Exercises:
1) In the forum thread about choosing a Canon body, what does the "a" in 60Da stand for?
2) Pick up the forum thread about choosing a Canon body after its last sentence and continue it.

[start of Text extract]

# have a T1i, looking into either a 60d, or 5d mkll



## sniper x (Jun 23, 2016)

I love the t1i for what it is, a great consumer camera. I want a more professional body but am on limited funds since I don't shoot professionally. I see refurbished 60d going for about 650 and clean low shutter count avaable for almost half that. I also should mention I have a pro video camera (red) 4k camera and don't need to shoot video with the sale. So what camera to get i. The 400-700 dollar range either refurbished or used? Suggestions taken as long as they are Canon!!!! I have a few really good lenses already so body only here....


----------



## Moly (Jun 23, 2016)

I picked up a secondhand 60D not so long ago and have never regretted the decision. The movable screen is really useful for low or high shots and is a bonus over the Mk2. Obviously if the choice is 60D or 5DII then you have the usual issues regarding EF vs EF/EFS lenses the crop factor and the better light handling of the 5D. Personally I'd go 60D then save up your pennies for a used 6D when the 6Dmk2 is announced. Try to think ahead regarding lenses as well.


----------



## sniper x (Jun 23, 2016)

Luckily,  all my lenses are ef except one.  So when I do upgrade to a full frame body at some. Point, I'm good there and don't have to rent all my lenses.


----------



## jaomul (Jun 23, 2016)

It probably comes down to image quality vs focus ability so. The 5d2 does any focussed images better, the 60d possibly focusses better for moving subjects etc. (also 5d only 3fps)

When I had a 5d (original) there were many posts about how the 7d was as good where image quality was concerned. Even when I look back now on the 5d vs 7d, or 550d or even the 1d mark 2, it beats any of the crop sensors in my opinion. (fyi the 60d and 7d share similar sensors and image quality). The 5d2 is even better


----------



## beagle100 (Jun 23, 2016)

sniper x said:


> I love the t1i for what it is, a great consumer camera. I want a more professional body but am on limited funds since I don't shoot professionally. I see refurbished 60d going for about 650 and clean low shutter count avaable for almost half that. I also should mention I have a pro video camera (red) 4k camera and don't need to shoot video with the sale. So what camera to get i. The 400-700 dollar range either refurbished or used? Suggestions taken as long as they are Canon!!!! I have a few really good lenses already so body only here....



is that 650 in dollars ?!
(should be *a lot* cheaper)
depends on your lens and what you shoot but I'd look at a *refurbished* 6D


----------



## sniper x (Jun 23, 2016)

Yes I have seen refurbished 60d bodies for around 579 and used in good Nick for 350+


----------



## TCampbell (Jun 25, 2016)

I own both of these cameras (and used to own a T1i).  My 60D is actually a 60Da (the "a" is for "astronomy" -- the camera is factory-modified to provide much greater sensitivity to "reds" (in particular the hydrogen-alpha wavelengths that are dominant in so many deep-space emission nebulae)).

[end of Text extract]
[start of Material]

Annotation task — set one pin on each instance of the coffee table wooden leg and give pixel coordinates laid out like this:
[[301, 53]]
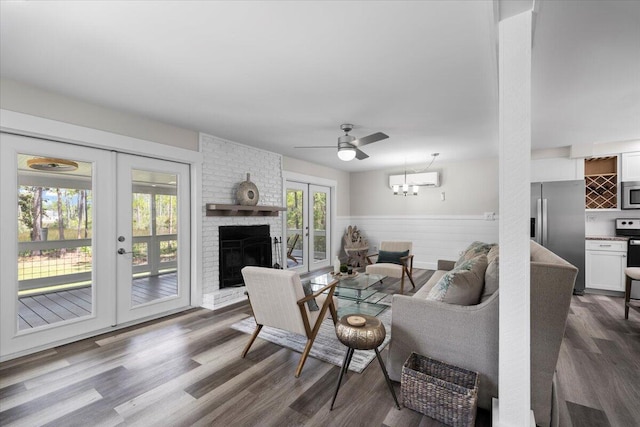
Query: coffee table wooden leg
[[386, 377], [345, 366]]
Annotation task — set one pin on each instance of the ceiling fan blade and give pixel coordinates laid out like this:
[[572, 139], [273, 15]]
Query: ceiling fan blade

[end of Material]

Expected results:
1) Astronomy

2)
The 5D II is a full-frame body so you won't be able to use any EF-S lenses with it (presumably you have EF-S lenses since you have a T1i).  But the 5D II can handle much higher ISO with low noise (it's massively better than a T1i and a bit better than a 60D.)

The 60D is a mid-level body and the 5D II is a higher end body.  Both cameras have some level of weather-sealed treatment (the T1i has none).  The 5D II is more of a tank (and weighs more) than the 60D.

One difference that might be a particular big deal to you...

The 5D II supports auto-focus micro-adjustment (AFMA) so you can tweak focus for each lens (up to 50 unique lenses).

The 60D is, to my knowledge, the ONLY mid-range body in somewhat recent history for which Canon did NOT include AFMA (this caused people to refer to it as a "super-Rebel" rather than a mid-range camera.)

If it were me doing the purchase, I'd go for the 5D II -- no question it's the batter camera.


----------



## beagle100 (Jun 25, 2016)

sniper x said:


> Yes I have seen refurbished 60d bodies for around 579 and used in good Nick for 350+



three years ago the 60D sold at Best Buy for $439
what the heck?


----------



## sniper x (Jul 14, 2016)

Got a super clean 5d mkii with the battery grip,  all accessories and boxes for 900us..... I think I got lucky!  I'll have it in my hands again tomorrow. It looks a d even smells brand new.


----------



## Moly (Aug 18, 2016)

sniper x said:


> Luckily,  all my lenses are ef except one.  So when I do upgrade to a full frame body at some. Point, I'm good there and don't have to rent all my lenses.



Of course there is the argument that EFS lenses produce better results on crop cameras than their big brother EF equivalent. Even after factoring in the effect on the max aperture the perceived pixel count is affected too.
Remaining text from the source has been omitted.